[EXERCISE DIRECTIONS]:
Please repeat all of the lines that follow, exactly as written.

__________

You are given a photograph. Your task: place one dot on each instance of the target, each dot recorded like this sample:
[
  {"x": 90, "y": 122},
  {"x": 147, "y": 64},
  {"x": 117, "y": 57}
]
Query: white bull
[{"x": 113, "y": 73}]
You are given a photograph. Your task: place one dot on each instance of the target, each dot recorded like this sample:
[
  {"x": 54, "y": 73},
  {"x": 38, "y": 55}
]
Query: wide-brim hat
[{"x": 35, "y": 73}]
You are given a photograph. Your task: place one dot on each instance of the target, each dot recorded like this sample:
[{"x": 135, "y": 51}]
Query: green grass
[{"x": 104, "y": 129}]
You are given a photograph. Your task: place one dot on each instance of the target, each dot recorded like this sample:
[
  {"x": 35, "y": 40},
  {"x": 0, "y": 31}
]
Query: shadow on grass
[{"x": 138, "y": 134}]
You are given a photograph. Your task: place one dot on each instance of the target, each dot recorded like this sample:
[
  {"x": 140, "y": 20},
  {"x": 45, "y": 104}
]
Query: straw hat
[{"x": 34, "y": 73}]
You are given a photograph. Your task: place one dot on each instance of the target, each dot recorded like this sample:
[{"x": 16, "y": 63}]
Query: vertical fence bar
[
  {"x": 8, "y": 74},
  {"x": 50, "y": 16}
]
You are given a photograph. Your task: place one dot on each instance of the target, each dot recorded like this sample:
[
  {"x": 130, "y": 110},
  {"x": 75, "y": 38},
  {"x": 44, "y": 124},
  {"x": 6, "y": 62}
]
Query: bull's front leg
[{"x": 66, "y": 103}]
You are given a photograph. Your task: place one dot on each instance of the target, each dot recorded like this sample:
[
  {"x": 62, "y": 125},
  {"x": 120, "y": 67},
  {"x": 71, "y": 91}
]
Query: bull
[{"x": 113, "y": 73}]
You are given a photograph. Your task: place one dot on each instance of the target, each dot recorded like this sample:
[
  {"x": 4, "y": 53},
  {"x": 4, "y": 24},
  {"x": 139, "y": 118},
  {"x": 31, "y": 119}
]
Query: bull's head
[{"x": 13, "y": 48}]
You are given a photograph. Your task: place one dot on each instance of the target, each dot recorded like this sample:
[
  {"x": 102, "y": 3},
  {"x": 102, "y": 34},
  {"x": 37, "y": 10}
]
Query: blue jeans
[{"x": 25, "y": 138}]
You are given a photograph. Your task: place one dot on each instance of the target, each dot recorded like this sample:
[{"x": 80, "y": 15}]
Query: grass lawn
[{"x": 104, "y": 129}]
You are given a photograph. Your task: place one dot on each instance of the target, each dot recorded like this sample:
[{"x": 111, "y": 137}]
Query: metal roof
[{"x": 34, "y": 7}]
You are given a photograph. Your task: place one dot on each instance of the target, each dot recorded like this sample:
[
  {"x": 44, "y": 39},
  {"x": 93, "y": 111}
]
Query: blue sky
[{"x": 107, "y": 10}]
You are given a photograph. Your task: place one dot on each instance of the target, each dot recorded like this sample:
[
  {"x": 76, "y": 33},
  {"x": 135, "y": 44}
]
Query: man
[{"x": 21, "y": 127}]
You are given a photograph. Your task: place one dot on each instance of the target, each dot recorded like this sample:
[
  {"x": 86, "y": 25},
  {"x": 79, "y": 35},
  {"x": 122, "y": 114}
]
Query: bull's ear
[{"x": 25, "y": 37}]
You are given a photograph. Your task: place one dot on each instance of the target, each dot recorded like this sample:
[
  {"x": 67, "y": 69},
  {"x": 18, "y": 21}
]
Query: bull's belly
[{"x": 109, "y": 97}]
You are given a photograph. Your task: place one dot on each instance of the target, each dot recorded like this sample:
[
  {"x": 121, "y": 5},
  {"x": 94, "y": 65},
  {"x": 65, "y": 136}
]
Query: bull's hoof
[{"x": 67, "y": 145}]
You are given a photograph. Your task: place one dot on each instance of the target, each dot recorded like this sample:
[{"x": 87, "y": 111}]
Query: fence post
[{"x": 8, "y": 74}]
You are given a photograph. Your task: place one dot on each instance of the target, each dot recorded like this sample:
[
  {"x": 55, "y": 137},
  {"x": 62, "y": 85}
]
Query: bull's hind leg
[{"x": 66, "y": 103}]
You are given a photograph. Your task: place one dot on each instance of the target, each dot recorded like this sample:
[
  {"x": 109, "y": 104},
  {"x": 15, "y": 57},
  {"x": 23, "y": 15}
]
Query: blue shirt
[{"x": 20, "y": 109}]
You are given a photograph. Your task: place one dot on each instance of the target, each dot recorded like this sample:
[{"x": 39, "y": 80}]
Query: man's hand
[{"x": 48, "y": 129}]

__________

[THE ANSWER]:
You are given a photograph. Your task: place one dot on each instance of the target, each dot recorded like this sample:
[
  {"x": 90, "y": 122},
  {"x": 147, "y": 64},
  {"x": 117, "y": 57}
]
Query: white bull
[{"x": 113, "y": 73}]
You are given a photograph. Your task: place one dot on each instance of the target, each dot recorded like this sample:
[
  {"x": 54, "y": 73},
  {"x": 38, "y": 55}
]
Query: wide-brim hat
[{"x": 35, "y": 73}]
You are given a photograph. Your task: place one dot on each instance of the target, each dot recorded like this sample:
[{"x": 135, "y": 51}]
Query: green grass
[{"x": 104, "y": 129}]
You are given a photograph. Your task: place one dot on each instance of the target, each dot recorded like this sample:
[
  {"x": 35, "y": 40},
  {"x": 0, "y": 31}
]
Query: shadow on grass
[{"x": 138, "y": 134}]
You are given a photograph. Your task: place one dot on each instance of the target, each dot recorded like this sample:
[
  {"x": 140, "y": 20},
  {"x": 45, "y": 104}
]
Query: straw hat
[{"x": 34, "y": 73}]
You are given a photograph. Your task: place one dot on each instance of the target, each dot recorded like this sample:
[{"x": 16, "y": 63}]
Query: vertical fence bar
[
  {"x": 8, "y": 74},
  {"x": 50, "y": 16}
]
You are given a photograph. Your task: place one dot on each instance of the target, each dot recorded like this sample:
[
  {"x": 130, "y": 110},
  {"x": 75, "y": 38},
  {"x": 44, "y": 124},
  {"x": 6, "y": 62}
]
Query: bull's front leg
[{"x": 66, "y": 103}]
You are given a photograph. Your task: place one dot on each instance of the target, each dot recorded like this sample:
[
  {"x": 62, "y": 125},
  {"x": 120, "y": 67},
  {"x": 71, "y": 91}
]
Query: bull
[{"x": 113, "y": 73}]
You are given a photograph. Your task: place one dot on each instance of the target, each dot recorded like this sample:
[
  {"x": 4, "y": 53},
  {"x": 4, "y": 24},
  {"x": 139, "y": 118},
  {"x": 31, "y": 119}
]
Query: bull's head
[{"x": 13, "y": 48}]
You are given a photograph. Your task: place one dot on each instance of the target, each dot recorded like this sample:
[
  {"x": 102, "y": 3},
  {"x": 102, "y": 34},
  {"x": 37, "y": 10}
]
Query: blue jeans
[{"x": 25, "y": 138}]
You are given a photograph. Your task: place one dot on each instance of the target, each dot recorded like this sample:
[{"x": 80, "y": 15}]
Query: grass lawn
[{"x": 104, "y": 129}]
You are given a photograph. Your task: place one dot on each instance of the target, each dot recorded like this sample:
[{"x": 111, "y": 137}]
Query: metal roof
[{"x": 34, "y": 7}]
You are given a photograph. Your task: place one dot on each instance of the target, each dot recorded like this sample:
[
  {"x": 44, "y": 39},
  {"x": 93, "y": 111}
]
Query: blue sky
[{"x": 107, "y": 10}]
You are given a photograph. Your task: place one dot on each instance of the target, each dot recorded like this sample:
[
  {"x": 76, "y": 33},
  {"x": 135, "y": 44}
]
Query: man
[{"x": 21, "y": 127}]
You are given a photograph. Your task: place one dot on each instance of the target, each dot recorded like this sample:
[
  {"x": 86, "y": 25},
  {"x": 79, "y": 35},
  {"x": 122, "y": 114}
]
Query: bull's ear
[{"x": 25, "y": 37}]
You are given a photograph. Your task: place one dot on each instance of the target, each dot recorded like this sample:
[
  {"x": 67, "y": 69},
  {"x": 18, "y": 21}
]
Query: bull's belly
[{"x": 109, "y": 97}]
You are given a photograph. Your task: place one dot on each instance of the target, each dot recorded like this sample:
[
  {"x": 121, "y": 5},
  {"x": 94, "y": 65},
  {"x": 65, "y": 136}
]
Query: bull's hoof
[{"x": 67, "y": 145}]
You are given a photograph. Your task: place one dot on each instance of the target, each dot recorded like this sample:
[{"x": 87, "y": 111}]
Query: fence post
[{"x": 8, "y": 74}]
You are given a photograph. Your task: place one dot on each instance of the target, each dot recorded like this sample:
[
  {"x": 55, "y": 137},
  {"x": 62, "y": 85}
]
Query: bull's hind leg
[{"x": 66, "y": 103}]
You are given a photograph. Your task: place one dot on each instance of the target, each dot recorded like this sample:
[
  {"x": 109, "y": 104},
  {"x": 15, "y": 57},
  {"x": 23, "y": 15}
]
Query: blue shirt
[{"x": 20, "y": 109}]
You are given a photograph. Your task: place one dot on each instance of the target, each dot recorded like this sample:
[{"x": 39, "y": 80}]
Query: man's hand
[{"x": 48, "y": 129}]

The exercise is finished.